##### MATERIAL
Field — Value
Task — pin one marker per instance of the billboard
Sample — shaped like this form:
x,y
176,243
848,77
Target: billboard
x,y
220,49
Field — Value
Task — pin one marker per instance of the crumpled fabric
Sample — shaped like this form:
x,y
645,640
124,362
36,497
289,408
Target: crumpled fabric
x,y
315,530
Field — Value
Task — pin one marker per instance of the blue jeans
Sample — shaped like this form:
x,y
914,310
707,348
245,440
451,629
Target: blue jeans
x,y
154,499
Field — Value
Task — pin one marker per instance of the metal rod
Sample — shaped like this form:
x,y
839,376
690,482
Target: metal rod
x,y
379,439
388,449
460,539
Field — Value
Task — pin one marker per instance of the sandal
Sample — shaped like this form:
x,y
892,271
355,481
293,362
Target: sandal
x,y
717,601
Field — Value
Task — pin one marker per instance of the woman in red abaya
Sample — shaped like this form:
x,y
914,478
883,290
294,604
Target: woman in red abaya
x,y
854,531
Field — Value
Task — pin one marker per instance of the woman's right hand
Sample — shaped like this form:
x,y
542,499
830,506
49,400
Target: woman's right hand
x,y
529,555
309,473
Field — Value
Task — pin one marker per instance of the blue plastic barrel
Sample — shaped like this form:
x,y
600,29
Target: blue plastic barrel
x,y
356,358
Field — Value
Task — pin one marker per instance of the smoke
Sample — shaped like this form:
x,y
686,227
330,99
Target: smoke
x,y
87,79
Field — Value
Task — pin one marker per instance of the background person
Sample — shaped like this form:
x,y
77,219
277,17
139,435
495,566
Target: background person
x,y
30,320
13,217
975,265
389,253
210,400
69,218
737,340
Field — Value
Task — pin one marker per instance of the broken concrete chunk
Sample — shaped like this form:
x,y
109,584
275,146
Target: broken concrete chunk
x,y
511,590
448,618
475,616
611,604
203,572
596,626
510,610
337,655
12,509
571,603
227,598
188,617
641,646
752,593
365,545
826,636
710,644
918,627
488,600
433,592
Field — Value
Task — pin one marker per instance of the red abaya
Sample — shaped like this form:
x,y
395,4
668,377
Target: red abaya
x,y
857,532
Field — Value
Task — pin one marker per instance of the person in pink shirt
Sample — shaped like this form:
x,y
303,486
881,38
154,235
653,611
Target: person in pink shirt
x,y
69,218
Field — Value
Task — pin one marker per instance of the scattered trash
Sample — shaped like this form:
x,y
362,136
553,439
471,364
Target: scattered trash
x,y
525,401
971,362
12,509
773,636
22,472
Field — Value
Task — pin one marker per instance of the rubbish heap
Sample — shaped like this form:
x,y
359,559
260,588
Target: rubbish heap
##########
* WHAT IS REQUIRED
Show every line of the rows that contains the string "rubbish".

* RESPONSE
Task — pin one marker per instance of the rubbish heap
Target: rubbish heap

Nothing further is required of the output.